### Entries provided
━━━━━━━━━━━━━━━━

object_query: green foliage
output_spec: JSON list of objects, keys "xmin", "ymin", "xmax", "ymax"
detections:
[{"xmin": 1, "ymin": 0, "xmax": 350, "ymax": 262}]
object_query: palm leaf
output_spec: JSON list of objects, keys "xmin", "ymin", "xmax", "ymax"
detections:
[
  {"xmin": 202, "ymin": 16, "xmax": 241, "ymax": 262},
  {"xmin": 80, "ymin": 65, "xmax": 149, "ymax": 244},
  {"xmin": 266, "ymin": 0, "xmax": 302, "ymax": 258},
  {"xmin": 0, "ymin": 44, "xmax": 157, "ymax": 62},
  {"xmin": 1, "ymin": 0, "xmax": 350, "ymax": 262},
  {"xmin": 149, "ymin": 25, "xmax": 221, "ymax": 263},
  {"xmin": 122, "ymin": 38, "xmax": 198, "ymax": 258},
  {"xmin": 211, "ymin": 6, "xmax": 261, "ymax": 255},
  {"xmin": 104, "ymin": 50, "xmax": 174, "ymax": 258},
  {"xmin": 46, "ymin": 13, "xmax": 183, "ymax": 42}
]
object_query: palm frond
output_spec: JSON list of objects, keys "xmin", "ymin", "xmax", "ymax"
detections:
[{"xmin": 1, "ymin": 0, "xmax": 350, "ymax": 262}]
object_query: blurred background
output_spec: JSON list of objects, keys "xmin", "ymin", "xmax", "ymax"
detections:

━━━━━━━━━━━━━━━━

### What the exercise asks
Set down every record once more, exactly as written.

### Finished task
object_query: green foliage
output_spec: JSON list of objects, keys "xmin", "ymin", "xmax", "ymax"
detections:
[{"xmin": 1, "ymin": 0, "xmax": 350, "ymax": 262}]
object_query: palm leaf
output_spec: JSON list of objects, keys "xmin", "ymin", "xmax", "ymax"
detections:
[
  {"xmin": 202, "ymin": 16, "xmax": 241, "ymax": 262},
  {"xmin": 80, "ymin": 65, "xmax": 149, "ymax": 244},
  {"xmin": 266, "ymin": 0, "xmax": 302, "ymax": 258},
  {"xmin": 0, "ymin": 44, "xmax": 157, "ymax": 62},
  {"xmin": 1, "ymin": 0, "xmax": 350, "ymax": 262},
  {"xmin": 149, "ymin": 25, "xmax": 221, "ymax": 263},
  {"xmin": 122, "ymin": 38, "xmax": 198, "ymax": 258},
  {"xmin": 211, "ymin": 6, "xmax": 261, "ymax": 255},
  {"xmin": 104, "ymin": 50, "xmax": 174, "ymax": 258},
  {"xmin": 46, "ymin": 13, "xmax": 183, "ymax": 42}
]
object_query: palm frond
output_spec: JSON list of objects, keys "xmin", "ymin", "xmax", "ymax"
detections:
[{"xmin": 1, "ymin": 0, "xmax": 350, "ymax": 262}]
object_query: blurred background
output_spec: JSON list of objects, keys "xmin", "ymin", "xmax", "ymax"
detections:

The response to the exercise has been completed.